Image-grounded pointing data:
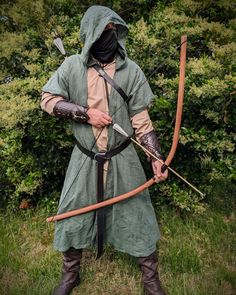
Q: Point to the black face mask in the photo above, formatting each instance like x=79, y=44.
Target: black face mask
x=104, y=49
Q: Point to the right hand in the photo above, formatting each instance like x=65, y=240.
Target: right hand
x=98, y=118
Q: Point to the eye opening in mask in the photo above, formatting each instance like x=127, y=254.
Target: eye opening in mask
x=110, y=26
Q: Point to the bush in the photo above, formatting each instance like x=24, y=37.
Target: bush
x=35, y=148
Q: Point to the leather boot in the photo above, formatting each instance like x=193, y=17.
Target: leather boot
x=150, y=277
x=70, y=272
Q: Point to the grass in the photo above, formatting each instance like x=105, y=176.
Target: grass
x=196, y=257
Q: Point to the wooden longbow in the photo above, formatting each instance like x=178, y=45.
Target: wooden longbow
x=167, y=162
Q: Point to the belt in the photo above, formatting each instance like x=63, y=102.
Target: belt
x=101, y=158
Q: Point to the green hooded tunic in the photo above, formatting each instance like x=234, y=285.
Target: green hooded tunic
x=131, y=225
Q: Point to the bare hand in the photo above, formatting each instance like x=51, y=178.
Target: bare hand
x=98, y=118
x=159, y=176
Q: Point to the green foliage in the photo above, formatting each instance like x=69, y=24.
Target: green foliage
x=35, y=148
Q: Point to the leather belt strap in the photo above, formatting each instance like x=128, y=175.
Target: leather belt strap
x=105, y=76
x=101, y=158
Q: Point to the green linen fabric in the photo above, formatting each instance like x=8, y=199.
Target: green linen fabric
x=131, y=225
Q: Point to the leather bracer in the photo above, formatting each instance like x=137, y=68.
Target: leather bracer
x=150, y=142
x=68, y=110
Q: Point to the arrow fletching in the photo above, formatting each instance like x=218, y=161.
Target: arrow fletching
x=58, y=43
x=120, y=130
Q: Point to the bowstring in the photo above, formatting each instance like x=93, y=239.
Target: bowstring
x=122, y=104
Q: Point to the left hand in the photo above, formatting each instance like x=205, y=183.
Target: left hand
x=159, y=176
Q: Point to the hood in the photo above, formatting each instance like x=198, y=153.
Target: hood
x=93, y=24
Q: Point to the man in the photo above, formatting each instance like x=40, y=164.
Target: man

Work instructions: Give again exactly, and only, the lines above starting at the one with "Target: bush" and ending at the one with "Q: Point to the arrow".

The completed task:
Target: bush
x=35, y=148
Q: Point to the leather boot in the photo above, formatting each instance like x=193, y=17.
Target: leather boot
x=150, y=277
x=70, y=272
Q: Point to the grass in the photo above, formatting each instance like x=105, y=176.
Target: grass
x=196, y=257
Q: Point to the wooden longbow in the photo above, formatting each instance like x=178, y=45.
Target: wooden longbow
x=167, y=162
Q: Point to the belt in the photo above, formatting each instance like x=63, y=102.
Target: belt
x=101, y=158
Q: Point to the green hooded tunic in the photo above, formatting each instance like x=234, y=285.
Target: green hooded tunic
x=131, y=225
Q: Point to the bare hand in the photo above, formatting each instance like x=51, y=178.
Target: bare hand
x=98, y=118
x=159, y=176
Q: Point to the green foliage in the photo above, formatting each instance like x=69, y=24.
Target: green foliage
x=35, y=148
Q: Point to the leather belt strap in the photo above, formatting each instance like x=128, y=175.
Target: leather belt strap
x=105, y=76
x=101, y=158
Q: Point to the green linen fabric in the photo above, formatting each instance like x=8, y=199.
Target: green linen fabric
x=131, y=225
Q: Point to the leather bracer in the photo above, formatting each instance like x=137, y=68.
Target: leather bracer
x=150, y=142
x=68, y=110
Q: Point to the arrow fletching in the photo above, formatting each instance like x=218, y=161.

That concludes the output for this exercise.